# EXERCISE BRIEF:
Repeat verbatim the rows from the first line up to and including the line that contains "354 209 L 357".

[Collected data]
start

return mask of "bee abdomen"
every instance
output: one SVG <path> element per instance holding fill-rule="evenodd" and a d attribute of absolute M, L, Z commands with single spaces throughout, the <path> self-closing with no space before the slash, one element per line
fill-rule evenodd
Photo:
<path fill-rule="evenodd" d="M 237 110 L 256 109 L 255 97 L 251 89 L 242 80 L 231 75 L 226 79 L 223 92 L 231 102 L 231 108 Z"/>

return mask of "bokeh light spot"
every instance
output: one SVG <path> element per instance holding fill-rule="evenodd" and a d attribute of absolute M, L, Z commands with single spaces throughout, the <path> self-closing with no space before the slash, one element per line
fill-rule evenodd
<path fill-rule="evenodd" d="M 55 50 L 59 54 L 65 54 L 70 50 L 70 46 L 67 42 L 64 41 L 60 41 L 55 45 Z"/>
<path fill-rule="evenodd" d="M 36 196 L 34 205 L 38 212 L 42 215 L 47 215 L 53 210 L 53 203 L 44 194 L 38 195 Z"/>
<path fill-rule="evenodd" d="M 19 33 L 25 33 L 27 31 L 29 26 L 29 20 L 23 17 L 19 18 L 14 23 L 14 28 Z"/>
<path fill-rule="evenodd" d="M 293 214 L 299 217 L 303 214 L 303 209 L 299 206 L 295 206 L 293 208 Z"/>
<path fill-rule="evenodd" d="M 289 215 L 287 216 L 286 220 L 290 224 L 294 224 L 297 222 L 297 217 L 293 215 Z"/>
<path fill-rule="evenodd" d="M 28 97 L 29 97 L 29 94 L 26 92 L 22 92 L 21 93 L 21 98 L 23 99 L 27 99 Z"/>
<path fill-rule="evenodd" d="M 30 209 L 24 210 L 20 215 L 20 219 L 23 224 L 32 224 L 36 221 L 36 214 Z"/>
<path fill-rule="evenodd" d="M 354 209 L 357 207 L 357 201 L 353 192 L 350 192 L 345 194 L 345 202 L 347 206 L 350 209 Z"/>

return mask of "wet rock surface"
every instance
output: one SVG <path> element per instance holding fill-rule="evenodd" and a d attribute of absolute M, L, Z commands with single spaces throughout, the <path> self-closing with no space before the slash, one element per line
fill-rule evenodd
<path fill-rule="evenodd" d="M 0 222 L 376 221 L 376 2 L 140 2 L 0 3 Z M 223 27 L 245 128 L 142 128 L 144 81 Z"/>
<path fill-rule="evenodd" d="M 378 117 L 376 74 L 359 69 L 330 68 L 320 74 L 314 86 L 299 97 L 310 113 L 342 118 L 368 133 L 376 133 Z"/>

end

# RESPONSE TO THE TASK:
return mask of "bee abdomen"
every instance
output: one SVG <path> element per instance holding fill-rule="evenodd" and a d attribute of absolute M, L, Z commands with single spaces throughout, the <path> self-closing with no space before the slash, one element per line
fill-rule evenodd
Photo:
<path fill-rule="evenodd" d="M 237 110 L 256 109 L 255 97 L 251 89 L 242 80 L 231 75 L 226 79 L 223 92 L 231 102 L 231 108 Z"/>

return mask of "bokeh light spot"
every instance
output: one SVG <path> element per instance holding fill-rule="evenodd" and a d attribute of absolute M, L, Z commands with single spaces throughout, the <path> self-closing with no space before the slash, one element per line
fill-rule evenodd
<path fill-rule="evenodd" d="M 55 50 L 59 54 L 65 54 L 70 50 L 70 46 L 67 42 L 64 41 L 60 41 L 55 45 Z"/>
<path fill-rule="evenodd" d="M 36 196 L 34 205 L 38 212 L 42 215 L 47 215 L 53 210 L 53 203 L 44 194 L 38 195 Z"/>
<path fill-rule="evenodd" d="M 19 33 L 25 33 L 27 31 L 29 26 L 29 20 L 23 17 L 19 18 L 14 23 L 14 28 Z"/>
<path fill-rule="evenodd" d="M 293 214 L 299 217 L 303 214 L 303 209 L 299 206 L 295 206 L 293 208 Z"/>
<path fill-rule="evenodd" d="M 289 215 L 287 216 L 286 220 L 290 224 L 294 224 L 297 222 L 297 217 L 293 215 Z"/>
<path fill-rule="evenodd" d="M 28 97 L 29 97 L 29 94 L 26 92 L 22 92 L 21 93 L 21 98 L 23 99 L 27 99 Z"/>
<path fill-rule="evenodd" d="M 30 209 L 24 210 L 20 215 L 20 219 L 23 224 L 32 224 L 36 221 L 36 214 Z"/>
<path fill-rule="evenodd" d="M 354 209 L 357 207 L 357 201 L 353 192 L 350 192 L 345 194 L 345 202 L 347 206 L 350 209 Z"/>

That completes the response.